Action item
In the blog post below about the Clyde steamer Queen Mary, in what year was one of her two funnels removed?

Extract to read
Tuesday 24 May 2016

One funnel or two?

The Clyde steamer Queen Mary was towed into the James Watt Dock in Greenock last week.  A welcome return thanks to the Friends of TS Queen Mary, a charity formed to safeguard the future of the ship.  (TS - turbine steamer.)

She is not much to look at now, but in her heyday was a majestic passenger steamer taking day trippers from Glasgow "doon the watter" to Clyde resorts such as Dunoon and Rothesay.  These photographs are from an underpass mural in Greenock which I've blogged about before.  She looks quite a bit different.

Her appearance has changed somewhat over the years.  When she was built in 1933 at Denny's Shipyard at Dumbarton she had two funnels.  In 1957 she was given a new boiler and one of the funnels removed.  Then in 1987, having finished her days on the Clyde, she was fitted out as a restaurant, all her machinery was removed and another funnel added.  She was berthed at Waterloo Bridge in London until closed in 2009.

Record extracts
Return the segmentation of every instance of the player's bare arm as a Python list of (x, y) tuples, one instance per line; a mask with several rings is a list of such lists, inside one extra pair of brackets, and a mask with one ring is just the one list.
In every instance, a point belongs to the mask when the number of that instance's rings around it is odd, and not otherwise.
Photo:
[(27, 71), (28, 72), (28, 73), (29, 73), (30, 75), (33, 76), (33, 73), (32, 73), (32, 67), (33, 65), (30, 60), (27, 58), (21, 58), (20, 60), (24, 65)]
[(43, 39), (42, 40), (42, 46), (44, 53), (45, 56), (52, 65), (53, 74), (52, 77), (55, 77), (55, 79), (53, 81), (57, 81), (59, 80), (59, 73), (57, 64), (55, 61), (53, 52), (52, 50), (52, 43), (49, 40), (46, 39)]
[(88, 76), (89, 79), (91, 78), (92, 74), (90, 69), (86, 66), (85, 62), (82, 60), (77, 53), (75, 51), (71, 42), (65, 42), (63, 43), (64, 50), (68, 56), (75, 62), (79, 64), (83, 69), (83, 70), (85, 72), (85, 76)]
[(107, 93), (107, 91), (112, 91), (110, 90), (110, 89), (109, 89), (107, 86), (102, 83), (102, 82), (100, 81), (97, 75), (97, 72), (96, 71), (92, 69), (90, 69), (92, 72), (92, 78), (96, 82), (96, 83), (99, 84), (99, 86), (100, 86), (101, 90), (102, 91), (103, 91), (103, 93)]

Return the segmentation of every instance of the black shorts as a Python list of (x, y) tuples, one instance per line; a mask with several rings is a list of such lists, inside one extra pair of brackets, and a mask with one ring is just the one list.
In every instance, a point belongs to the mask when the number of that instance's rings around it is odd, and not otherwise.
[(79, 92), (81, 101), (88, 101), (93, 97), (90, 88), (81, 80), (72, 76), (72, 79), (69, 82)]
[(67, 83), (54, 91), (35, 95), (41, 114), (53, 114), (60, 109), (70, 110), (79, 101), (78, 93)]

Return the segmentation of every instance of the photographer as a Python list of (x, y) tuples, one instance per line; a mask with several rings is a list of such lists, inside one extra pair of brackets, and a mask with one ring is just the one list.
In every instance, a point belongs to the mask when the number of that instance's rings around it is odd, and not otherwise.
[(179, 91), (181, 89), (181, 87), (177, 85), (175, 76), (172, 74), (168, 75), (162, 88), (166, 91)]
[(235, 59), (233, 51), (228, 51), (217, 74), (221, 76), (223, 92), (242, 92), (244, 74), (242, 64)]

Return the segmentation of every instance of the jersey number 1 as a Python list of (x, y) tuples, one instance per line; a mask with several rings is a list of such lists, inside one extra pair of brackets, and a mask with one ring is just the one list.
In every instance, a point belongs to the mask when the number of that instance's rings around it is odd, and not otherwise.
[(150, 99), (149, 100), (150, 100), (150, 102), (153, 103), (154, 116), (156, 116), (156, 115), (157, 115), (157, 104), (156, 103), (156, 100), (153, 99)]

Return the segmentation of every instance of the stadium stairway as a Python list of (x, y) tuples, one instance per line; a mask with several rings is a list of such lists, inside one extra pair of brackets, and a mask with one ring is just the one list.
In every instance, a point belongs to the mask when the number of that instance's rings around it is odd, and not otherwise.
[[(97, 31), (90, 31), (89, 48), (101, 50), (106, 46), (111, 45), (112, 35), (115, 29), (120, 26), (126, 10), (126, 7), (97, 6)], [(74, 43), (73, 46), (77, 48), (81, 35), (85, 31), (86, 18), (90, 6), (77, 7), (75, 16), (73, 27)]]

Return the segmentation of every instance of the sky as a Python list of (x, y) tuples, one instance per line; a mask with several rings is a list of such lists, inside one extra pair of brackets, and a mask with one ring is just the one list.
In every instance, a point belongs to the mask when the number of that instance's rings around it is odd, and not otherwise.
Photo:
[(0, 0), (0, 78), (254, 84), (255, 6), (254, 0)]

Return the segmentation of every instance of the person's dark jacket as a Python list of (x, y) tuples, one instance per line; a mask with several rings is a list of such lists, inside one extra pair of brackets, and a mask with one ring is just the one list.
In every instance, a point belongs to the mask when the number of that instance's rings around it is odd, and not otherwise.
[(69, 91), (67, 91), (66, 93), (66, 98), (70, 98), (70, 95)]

---

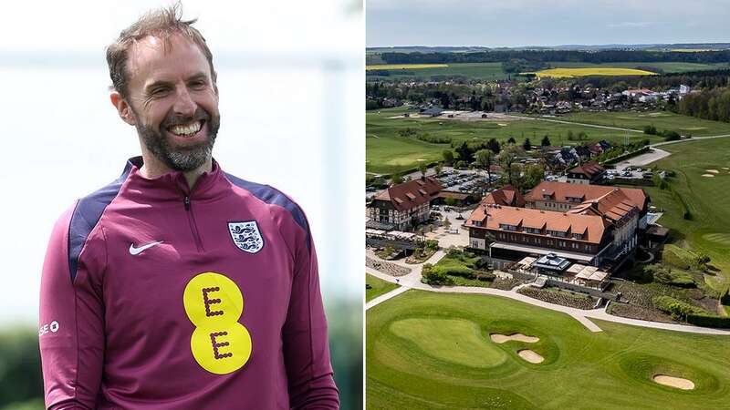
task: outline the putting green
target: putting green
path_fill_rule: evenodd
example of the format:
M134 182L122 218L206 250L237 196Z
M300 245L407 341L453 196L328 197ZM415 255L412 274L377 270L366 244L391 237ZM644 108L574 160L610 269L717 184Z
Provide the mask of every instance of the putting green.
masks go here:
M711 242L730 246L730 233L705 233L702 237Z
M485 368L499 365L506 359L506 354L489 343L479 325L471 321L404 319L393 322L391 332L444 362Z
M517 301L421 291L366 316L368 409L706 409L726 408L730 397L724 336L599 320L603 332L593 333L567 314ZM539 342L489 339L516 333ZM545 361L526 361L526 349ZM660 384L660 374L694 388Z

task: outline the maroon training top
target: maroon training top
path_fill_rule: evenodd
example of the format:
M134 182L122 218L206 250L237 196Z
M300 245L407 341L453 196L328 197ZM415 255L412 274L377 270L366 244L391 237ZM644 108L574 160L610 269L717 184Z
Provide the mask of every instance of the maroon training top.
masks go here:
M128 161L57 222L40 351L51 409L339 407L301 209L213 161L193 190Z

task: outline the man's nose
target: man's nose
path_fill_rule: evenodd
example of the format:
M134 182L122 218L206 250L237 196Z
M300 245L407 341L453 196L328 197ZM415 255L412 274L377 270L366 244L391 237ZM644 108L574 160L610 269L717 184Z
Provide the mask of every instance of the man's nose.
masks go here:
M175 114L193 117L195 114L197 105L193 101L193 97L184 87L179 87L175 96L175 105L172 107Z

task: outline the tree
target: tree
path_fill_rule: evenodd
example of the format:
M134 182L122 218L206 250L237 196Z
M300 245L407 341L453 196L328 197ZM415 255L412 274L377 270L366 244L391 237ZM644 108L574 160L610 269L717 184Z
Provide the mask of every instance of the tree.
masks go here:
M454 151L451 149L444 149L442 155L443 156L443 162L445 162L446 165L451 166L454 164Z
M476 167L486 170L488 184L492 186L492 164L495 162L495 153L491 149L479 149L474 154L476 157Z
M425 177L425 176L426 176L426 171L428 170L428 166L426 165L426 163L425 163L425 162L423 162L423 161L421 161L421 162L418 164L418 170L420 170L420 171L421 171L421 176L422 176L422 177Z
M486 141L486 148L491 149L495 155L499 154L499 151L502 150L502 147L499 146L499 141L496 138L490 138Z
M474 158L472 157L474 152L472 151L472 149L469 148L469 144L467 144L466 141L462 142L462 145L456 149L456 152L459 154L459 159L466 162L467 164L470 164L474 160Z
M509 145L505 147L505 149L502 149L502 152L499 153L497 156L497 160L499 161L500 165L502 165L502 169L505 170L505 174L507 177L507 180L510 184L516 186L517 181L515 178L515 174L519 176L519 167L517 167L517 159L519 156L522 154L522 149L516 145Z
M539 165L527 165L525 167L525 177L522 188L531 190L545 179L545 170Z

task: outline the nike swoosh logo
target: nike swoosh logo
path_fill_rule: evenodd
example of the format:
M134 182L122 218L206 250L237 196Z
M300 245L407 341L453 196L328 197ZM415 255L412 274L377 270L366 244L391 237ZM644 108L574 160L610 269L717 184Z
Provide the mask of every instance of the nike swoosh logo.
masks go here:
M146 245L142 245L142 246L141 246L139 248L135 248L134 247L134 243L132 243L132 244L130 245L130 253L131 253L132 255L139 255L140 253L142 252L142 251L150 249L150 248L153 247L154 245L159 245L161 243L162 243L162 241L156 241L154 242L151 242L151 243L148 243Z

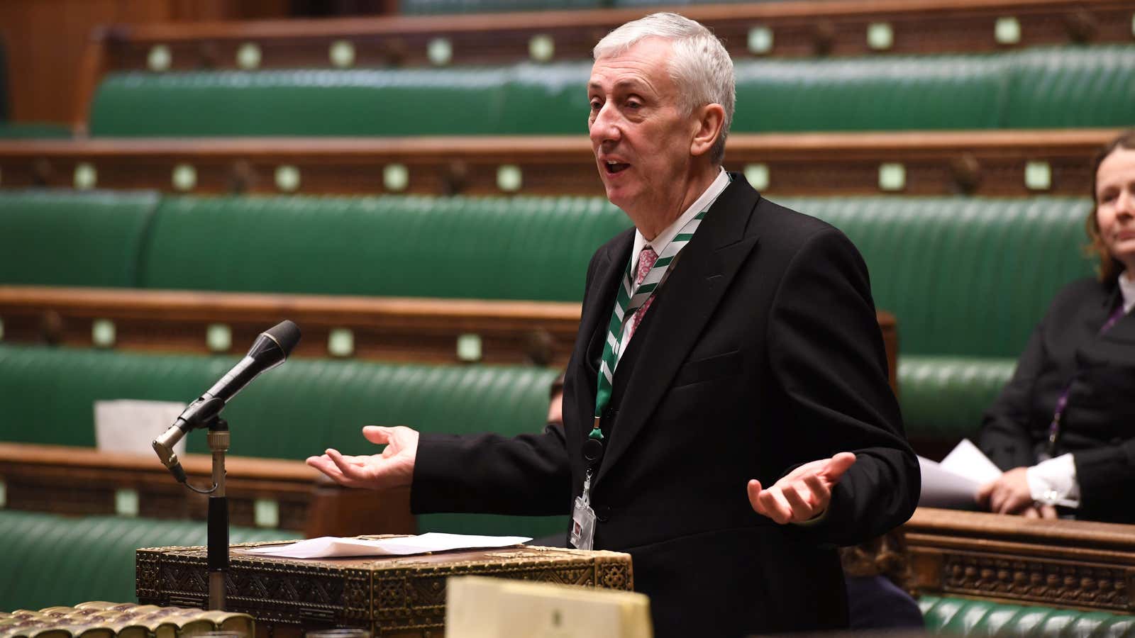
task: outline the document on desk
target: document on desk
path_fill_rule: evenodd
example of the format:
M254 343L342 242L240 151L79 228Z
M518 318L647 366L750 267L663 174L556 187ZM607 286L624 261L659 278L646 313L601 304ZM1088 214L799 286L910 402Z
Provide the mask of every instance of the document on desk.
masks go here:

Exercise solution
1957